- **REQUIREMENT**
Repeat exactly, and only, the lines from the one containing "hillside vegetation in this photo." through the end of the records.

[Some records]
::::

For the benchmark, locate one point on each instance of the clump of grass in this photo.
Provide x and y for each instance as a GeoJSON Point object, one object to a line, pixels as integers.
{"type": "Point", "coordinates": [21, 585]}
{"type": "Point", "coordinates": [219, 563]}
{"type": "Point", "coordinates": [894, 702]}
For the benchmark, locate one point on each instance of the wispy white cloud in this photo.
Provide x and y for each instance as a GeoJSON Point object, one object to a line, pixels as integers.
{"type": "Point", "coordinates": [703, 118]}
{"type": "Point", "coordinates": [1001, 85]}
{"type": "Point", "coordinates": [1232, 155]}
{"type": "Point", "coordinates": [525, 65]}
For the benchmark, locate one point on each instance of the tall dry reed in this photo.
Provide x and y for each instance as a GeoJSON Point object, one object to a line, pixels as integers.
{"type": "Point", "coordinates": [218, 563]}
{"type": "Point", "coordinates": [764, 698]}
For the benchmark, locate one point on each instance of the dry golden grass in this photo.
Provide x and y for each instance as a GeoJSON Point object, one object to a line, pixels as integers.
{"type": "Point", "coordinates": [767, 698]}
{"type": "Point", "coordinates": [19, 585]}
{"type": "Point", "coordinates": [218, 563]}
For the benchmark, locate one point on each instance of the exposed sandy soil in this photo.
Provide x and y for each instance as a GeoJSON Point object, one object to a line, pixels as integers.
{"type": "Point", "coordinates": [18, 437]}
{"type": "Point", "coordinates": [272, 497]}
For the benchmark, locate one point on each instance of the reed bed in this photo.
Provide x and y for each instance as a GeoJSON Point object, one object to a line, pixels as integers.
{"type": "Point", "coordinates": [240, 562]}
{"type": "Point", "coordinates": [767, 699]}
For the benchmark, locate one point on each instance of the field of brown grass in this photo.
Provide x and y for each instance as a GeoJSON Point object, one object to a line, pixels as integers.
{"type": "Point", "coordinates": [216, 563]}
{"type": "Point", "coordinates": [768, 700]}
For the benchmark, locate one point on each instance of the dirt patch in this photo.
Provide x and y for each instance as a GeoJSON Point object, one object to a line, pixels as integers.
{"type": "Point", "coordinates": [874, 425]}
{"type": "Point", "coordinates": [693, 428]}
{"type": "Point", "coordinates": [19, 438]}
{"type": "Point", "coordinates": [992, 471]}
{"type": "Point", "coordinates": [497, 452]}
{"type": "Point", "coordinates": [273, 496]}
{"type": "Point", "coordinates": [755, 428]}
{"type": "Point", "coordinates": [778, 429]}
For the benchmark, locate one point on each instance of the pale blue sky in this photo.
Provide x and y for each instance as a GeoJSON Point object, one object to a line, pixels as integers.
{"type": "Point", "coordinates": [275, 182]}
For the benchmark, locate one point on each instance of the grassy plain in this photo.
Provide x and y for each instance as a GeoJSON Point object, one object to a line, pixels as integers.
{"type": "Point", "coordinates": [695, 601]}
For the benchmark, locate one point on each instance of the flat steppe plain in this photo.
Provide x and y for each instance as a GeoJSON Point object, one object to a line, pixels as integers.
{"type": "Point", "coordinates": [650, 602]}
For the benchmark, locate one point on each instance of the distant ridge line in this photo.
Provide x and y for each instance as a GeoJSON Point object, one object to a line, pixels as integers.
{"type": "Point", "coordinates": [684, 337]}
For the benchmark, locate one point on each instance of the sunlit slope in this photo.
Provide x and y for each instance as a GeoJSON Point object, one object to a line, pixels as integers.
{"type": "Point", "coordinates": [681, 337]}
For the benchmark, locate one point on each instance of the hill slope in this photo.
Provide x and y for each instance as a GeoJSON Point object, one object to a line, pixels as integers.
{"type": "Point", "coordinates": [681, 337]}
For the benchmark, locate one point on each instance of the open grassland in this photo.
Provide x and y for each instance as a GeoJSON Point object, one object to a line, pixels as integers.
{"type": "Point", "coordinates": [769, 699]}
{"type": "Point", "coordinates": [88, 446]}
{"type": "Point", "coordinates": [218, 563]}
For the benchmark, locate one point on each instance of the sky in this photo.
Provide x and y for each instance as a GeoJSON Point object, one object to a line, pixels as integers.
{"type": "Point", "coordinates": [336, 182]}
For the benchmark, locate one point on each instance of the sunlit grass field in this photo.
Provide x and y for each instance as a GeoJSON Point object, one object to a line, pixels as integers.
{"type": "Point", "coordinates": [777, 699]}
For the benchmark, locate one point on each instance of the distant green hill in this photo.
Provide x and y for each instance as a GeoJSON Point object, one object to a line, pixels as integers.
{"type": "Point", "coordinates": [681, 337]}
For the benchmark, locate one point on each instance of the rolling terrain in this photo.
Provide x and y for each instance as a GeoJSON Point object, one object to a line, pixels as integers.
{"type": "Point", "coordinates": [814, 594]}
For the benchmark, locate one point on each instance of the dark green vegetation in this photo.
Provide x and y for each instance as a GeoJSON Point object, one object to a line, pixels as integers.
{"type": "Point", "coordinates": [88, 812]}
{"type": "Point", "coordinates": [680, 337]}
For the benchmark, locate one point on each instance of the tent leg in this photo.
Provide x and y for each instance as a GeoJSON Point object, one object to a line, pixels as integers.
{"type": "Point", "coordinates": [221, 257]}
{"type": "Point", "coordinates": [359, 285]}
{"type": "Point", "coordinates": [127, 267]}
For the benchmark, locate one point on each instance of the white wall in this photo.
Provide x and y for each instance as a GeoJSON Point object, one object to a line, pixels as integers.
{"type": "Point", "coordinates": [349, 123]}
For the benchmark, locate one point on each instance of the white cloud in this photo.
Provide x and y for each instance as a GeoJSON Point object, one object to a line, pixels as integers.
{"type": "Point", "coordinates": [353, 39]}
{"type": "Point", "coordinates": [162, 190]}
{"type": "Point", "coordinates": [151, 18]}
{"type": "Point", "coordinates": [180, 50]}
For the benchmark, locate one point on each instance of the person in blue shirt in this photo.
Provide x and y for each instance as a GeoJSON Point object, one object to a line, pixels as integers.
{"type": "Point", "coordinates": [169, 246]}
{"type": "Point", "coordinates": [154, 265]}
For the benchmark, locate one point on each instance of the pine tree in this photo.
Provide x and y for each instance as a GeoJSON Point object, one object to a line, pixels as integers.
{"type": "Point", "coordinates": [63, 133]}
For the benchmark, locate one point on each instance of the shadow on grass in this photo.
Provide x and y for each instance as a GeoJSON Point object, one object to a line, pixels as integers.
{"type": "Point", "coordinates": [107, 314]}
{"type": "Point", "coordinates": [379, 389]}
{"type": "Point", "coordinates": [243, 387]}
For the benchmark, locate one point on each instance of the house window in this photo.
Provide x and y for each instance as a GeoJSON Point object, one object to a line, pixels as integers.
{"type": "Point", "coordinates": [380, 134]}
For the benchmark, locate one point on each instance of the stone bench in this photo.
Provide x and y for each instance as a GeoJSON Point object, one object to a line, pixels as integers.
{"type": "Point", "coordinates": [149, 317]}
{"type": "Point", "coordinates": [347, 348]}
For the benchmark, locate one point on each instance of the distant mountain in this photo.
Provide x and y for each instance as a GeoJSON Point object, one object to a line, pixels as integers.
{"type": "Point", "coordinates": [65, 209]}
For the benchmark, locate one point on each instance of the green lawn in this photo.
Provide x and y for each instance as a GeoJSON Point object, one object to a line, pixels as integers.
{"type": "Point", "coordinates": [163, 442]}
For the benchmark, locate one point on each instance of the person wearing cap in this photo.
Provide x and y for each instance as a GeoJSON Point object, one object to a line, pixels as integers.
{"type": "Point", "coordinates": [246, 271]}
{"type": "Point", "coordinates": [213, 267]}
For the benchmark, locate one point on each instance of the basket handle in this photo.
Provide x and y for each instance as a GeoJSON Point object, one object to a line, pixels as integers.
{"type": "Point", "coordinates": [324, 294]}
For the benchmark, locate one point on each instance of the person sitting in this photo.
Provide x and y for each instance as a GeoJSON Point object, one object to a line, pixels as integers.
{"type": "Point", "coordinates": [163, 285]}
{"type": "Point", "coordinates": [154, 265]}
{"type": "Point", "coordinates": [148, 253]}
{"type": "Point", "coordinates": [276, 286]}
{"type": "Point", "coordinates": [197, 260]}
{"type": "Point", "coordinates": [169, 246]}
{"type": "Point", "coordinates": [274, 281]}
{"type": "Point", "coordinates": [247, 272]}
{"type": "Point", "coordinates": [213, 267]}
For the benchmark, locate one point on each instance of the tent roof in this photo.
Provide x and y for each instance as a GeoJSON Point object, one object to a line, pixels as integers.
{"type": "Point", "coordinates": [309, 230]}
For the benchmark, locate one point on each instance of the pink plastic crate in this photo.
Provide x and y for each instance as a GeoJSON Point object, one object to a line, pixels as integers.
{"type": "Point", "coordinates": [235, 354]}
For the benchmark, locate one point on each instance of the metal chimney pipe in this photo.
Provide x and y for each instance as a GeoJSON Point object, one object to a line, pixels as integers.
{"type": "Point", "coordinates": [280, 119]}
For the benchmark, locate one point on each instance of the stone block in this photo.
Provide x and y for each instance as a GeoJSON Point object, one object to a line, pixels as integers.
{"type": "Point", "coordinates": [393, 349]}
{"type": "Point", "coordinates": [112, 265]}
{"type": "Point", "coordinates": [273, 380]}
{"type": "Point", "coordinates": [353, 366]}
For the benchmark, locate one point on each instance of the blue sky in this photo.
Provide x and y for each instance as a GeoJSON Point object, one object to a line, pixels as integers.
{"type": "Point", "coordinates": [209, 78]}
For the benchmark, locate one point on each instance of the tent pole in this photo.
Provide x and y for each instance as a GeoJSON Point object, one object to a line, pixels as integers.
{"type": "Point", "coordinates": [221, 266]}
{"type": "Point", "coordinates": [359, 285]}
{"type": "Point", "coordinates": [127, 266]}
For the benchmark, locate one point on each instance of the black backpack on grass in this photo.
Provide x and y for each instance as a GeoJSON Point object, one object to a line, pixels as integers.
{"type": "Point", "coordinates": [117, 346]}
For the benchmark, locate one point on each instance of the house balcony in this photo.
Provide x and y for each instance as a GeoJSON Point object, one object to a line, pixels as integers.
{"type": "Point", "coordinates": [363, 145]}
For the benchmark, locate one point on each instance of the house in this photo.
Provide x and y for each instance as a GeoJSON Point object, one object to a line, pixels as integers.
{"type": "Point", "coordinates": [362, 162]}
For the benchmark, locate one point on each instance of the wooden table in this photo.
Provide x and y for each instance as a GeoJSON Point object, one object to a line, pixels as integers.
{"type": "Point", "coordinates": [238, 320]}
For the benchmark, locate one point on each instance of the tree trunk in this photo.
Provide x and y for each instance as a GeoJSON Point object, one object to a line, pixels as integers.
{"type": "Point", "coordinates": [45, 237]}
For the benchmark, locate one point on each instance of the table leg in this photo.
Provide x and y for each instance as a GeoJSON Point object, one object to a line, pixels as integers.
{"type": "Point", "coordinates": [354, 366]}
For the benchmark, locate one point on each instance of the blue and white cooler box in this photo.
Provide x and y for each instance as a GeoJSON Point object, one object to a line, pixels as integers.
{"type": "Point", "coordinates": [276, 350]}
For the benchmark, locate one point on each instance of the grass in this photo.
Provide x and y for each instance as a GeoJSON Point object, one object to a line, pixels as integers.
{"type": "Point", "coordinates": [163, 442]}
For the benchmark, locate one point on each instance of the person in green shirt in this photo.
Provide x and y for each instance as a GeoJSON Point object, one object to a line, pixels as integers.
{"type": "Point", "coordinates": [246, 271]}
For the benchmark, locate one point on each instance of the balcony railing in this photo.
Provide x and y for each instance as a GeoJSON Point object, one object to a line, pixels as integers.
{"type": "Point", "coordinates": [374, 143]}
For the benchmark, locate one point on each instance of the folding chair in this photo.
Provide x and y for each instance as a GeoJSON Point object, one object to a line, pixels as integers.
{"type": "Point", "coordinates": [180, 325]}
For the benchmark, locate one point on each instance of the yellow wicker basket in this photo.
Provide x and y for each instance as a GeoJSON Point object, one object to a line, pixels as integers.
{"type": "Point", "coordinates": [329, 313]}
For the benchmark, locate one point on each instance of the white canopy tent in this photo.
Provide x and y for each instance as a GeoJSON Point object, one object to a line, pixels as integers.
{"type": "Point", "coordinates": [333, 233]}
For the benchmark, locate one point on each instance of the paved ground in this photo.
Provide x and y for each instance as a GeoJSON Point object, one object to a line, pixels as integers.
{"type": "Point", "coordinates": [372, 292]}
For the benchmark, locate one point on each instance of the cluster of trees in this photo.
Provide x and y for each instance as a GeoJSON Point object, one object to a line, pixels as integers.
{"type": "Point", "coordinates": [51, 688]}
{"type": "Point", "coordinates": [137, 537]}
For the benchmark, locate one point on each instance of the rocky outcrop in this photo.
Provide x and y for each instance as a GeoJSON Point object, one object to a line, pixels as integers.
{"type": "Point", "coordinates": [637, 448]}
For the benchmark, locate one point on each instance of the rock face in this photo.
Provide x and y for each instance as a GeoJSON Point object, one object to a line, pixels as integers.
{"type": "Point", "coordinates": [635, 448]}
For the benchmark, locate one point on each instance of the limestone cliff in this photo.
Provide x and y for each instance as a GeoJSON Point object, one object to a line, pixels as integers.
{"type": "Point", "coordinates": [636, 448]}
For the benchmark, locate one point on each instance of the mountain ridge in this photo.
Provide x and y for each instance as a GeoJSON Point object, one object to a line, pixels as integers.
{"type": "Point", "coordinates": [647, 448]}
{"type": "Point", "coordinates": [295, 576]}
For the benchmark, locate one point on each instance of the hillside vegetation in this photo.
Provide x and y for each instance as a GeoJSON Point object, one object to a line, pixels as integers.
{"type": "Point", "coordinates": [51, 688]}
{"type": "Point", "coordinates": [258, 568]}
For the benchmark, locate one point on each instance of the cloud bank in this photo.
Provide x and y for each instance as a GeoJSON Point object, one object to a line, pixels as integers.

::::

- **RESULT OF THE EXERCISE**
For the benchmark, locate one point on each instance of the hillside vegetation in this photo.
Provide x and y for each instance as a GeoJSON Point object, one object to a line, pixels as integers.
{"type": "Point", "coordinates": [51, 688]}
{"type": "Point", "coordinates": [258, 568]}
For the benchmark, locate one point on each instance of the cloud bank in this photo.
Provide x and y for each instance as a GeoJSON Point object, one object to a line, pixels as integers.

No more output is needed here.